> **WHAT YOU HAVE TO DO**:
Each line of the listing is to be retyped exactly as given.

'''

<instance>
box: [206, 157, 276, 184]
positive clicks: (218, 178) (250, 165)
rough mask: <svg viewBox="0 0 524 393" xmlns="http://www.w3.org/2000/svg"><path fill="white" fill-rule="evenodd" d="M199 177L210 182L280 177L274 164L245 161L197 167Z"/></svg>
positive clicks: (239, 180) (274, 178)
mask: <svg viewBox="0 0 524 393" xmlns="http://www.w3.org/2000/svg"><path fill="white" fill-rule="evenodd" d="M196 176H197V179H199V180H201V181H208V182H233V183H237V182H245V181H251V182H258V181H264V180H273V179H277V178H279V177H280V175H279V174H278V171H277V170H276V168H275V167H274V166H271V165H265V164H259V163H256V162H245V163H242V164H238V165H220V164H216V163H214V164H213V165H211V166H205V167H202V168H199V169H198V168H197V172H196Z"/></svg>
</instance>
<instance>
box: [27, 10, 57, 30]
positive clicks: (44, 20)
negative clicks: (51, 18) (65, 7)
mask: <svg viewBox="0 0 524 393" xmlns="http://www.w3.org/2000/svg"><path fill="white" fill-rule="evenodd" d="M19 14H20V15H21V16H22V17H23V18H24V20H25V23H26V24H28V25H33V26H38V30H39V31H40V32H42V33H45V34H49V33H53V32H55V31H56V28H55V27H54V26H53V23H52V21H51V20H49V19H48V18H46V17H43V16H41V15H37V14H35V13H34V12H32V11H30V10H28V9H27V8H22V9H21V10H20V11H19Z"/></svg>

'''

> **RESULT**:
<instance>
box: [206, 157, 276, 184]
positive clicks: (218, 178) (250, 165)
rough mask: <svg viewBox="0 0 524 393" xmlns="http://www.w3.org/2000/svg"><path fill="white" fill-rule="evenodd" d="M199 177L210 182L280 177L274 164L245 161L197 167Z"/></svg>
positive clicks: (239, 180) (274, 178)
mask: <svg viewBox="0 0 524 393" xmlns="http://www.w3.org/2000/svg"><path fill="white" fill-rule="evenodd" d="M196 176H197V179H199V180H201V181H208V182H233V183H237V182H245V181H251V182H258V181H264V180H273V179H277V178H279V177H280V175H279V174H278V171H277V170H276V168H275V167H274V166H271V165H265V164H259V163H256V162H245V163H242V164H238V165H220V164H216V163H214V164H213V165H211V166H205V167H202V168H199V169H198V168H197V172H196Z"/></svg>
</instance>
<instance>
box: [27, 10, 57, 30]
positive clicks: (44, 20)
negative clicks: (51, 18) (65, 7)
mask: <svg viewBox="0 0 524 393" xmlns="http://www.w3.org/2000/svg"><path fill="white" fill-rule="evenodd" d="M19 14H20V15H21V16H22V17H23V18H24V20H25V23H26V24H28V25H33V26H38V30H39V31H40V32H42V33H45V34H49V33H53V32H55V31H56V28H55V27H54V26H53V23H52V21H51V20H49V19H48V18H46V17H43V16H41V15H37V14H35V13H34V12H32V11H30V10H28V9H27V8H22V9H21V10H20V11H19Z"/></svg>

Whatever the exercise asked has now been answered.